AIM OF THE TASK ▸ Copy out every one of the items below word for word, leaving the pictures out of your answer.

GIVEN RECORDS ▸
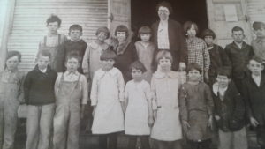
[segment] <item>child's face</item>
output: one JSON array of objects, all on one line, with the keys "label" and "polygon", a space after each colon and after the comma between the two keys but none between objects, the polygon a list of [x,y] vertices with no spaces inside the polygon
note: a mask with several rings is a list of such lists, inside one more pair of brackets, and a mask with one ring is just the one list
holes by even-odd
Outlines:
[{"label": "child's face", "polygon": [[260,28],[254,30],[254,33],[256,34],[258,38],[265,38],[265,28]]},{"label": "child's face", "polygon": [[5,62],[6,68],[10,71],[16,70],[18,68],[19,63],[19,60],[18,56],[10,57]]},{"label": "child's face", "polygon": [[260,75],[261,73],[261,71],[264,69],[264,66],[261,63],[254,60],[250,60],[247,67],[250,70],[251,73],[256,76]]},{"label": "child's face", "polygon": [[70,72],[76,71],[79,66],[80,66],[79,60],[74,57],[68,59],[67,62],[65,63],[65,67],[67,71]]},{"label": "child's face", "polygon": [[241,42],[243,42],[245,35],[242,31],[233,31],[232,38],[233,38],[234,41],[236,41],[238,43],[241,43]]},{"label": "child's face", "polygon": [[108,34],[104,32],[101,32],[97,34],[97,39],[101,41],[104,41],[107,39]]},{"label": "child's face", "polygon": [[132,76],[135,81],[140,81],[142,79],[142,71],[140,70],[132,68]]},{"label": "child's face", "polygon": [[40,70],[44,70],[47,68],[48,64],[49,63],[49,57],[45,56],[39,56],[37,63]]},{"label": "child's face", "polygon": [[111,70],[114,63],[115,63],[114,59],[102,60],[102,70],[104,70],[104,71],[110,71],[110,70]]},{"label": "child's face", "polygon": [[228,78],[227,76],[217,75],[216,81],[218,82],[220,87],[225,88],[228,86],[228,84],[230,83],[231,79]]},{"label": "child's face", "polygon": [[189,81],[199,81],[201,79],[201,73],[198,70],[191,70],[188,72]]},{"label": "child's face", "polygon": [[125,32],[117,32],[116,36],[118,41],[124,41],[126,40],[126,33]]},{"label": "child's face", "polygon": [[140,39],[144,42],[149,41],[150,38],[151,34],[140,34]]},{"label": "child's face", "polygon": [[213,36],[205,36],[204,41],[208,46],[212,46],[214,44]]},{"label": "child's face", "polygon": [[196,36],[196,29],[195,29],[195,26],[194,25],[192,25],[191,28],[189,30],[186,31],[186,34],[189,36],[189,37],[195,37]]},{"label": "child's face", "polygon": [[159,60],[159,66],[163,71],[171,70],[171,61],[169,58],[163,57]]},{"label": "child's face", "polygon": [[50,22],[47,26],[49,34],[57,34],[59,29],[58,22]]},{"label": "child's face", "polygon": [[69,35],[72,41],[80,41],[82,32],[78,29],[71,30]]},{"label": "child's face", "polygon": [[157,13],[160,20],[167,20],[170,16],[170,10],[167,7],[160,6]]}]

PROBLEM SOLUTION ▸
[segment] <item>child's face</item>
output: one JSON array of objects, all on one line, with the keys "label" and "polygon", a space after each colon and after the comma between the two keys but none between objects, the polygon a list of [x,y] vertices with no spaces inside the polygon
note: a mask with several rings is a list of such lists, inside one more pair of brackets, and a mask with one ring is just the one list
holes by even-odd
Outlines:
[{"label": "child's face", "polygon": [[260,28],[254,30],[254,33],[256,34],[258,38],[265,38],[265,28]]},{"label": "child's face", "polygon": [[5,62],[6,68],[10,71],[16,70],[18,68],[19,63],[19,60],[18,56],[10,57]]},{"label": "child's face", "polygon": [[260,75],[261,73],[261,71],[264,69],[264,66],[261,63],[254,60],[250,60],[247,67],[250,70],[251,73],[256,76]]},{"label": "child's face", "polygon": [[70,72],[76,71],[79,66],[80,66],[79,60],[74,57],[68,59],[67,62],[65,63],[65,67],[67,71]]},{"label": "child's face", "polygon": [[241,42],[243,42],[245,35],[242,31],[233,31],[232,38],[233,38],[234,41],[236,41],[238,43],[241,43]]},{"label": "child's face", "polygon": [[108,34],[104,32],[101,32],[97,34],[97,39],[101,41],[104,41],[107,39]]},{"label": "child's face", "polygon": [[132,76],[135,81],[140,81],[142,79],[142,71],[140,70],[132,68]]},{"label": "child's face", "polygon": [[40,70],[44,70],[47,68],[48,64],[49,63],[49,57],[45,56],[39,56],[37,63]]},{"label": "child's face", "polygon": [[111,70],[114,63],[115,63],[114,59],[102,60],[102,70],[104,70],[104,71],[110,71],[110,70]]},{"label": "child's face", "polygon": [[228,78],[227,76],[217,75],[216,81],[218,82],[220,87],[225,88],[228,86],[228,84],[230,83],[231,79]]},{"label": "child's face", "polygon": [[189,81],[199,81],[201,79],[201,73],[198,70],[191,70],[188,72]]},{"label": "child's face", "polygon": [[125,32],[117,32],[116,36],[118,41],[124,41],[126,40],[126,33]]},{"label": "child's face", "polygon": [[140,39],[144,42],[149,41],[150,38],[151,34],[140,34]]},{"label": "child's face", "polygon": [[213,36],[205,36],[204,41],[208,46],[212,46],[214,44]]},{"label": "child's face", "polygon": [[196,36],[196,29],[195,29],[195,26],[194,25],[192,25],[191,28],[189,30],[186,31],[186,34],[189,36],[189,37],[195,37]]},{"label": "child's face", "polygon": [[159,60],[159,66],[163,71],[171,70],[171,61],[169,58],[163,57]]},{"label": "child's face", "polygon": [[50,22],[47,26],[49,34],[57,34],[59,29],[58,22]]},{"label": "child's face", "polygon": [[69,35],[72,41],[80,41],[82,32],[78,29],[71,30]]},{"label": "child's face", "polygon": [[157,13],[160,20],[167,20],[170,16],[170,10],[167,7],[160,6]]}]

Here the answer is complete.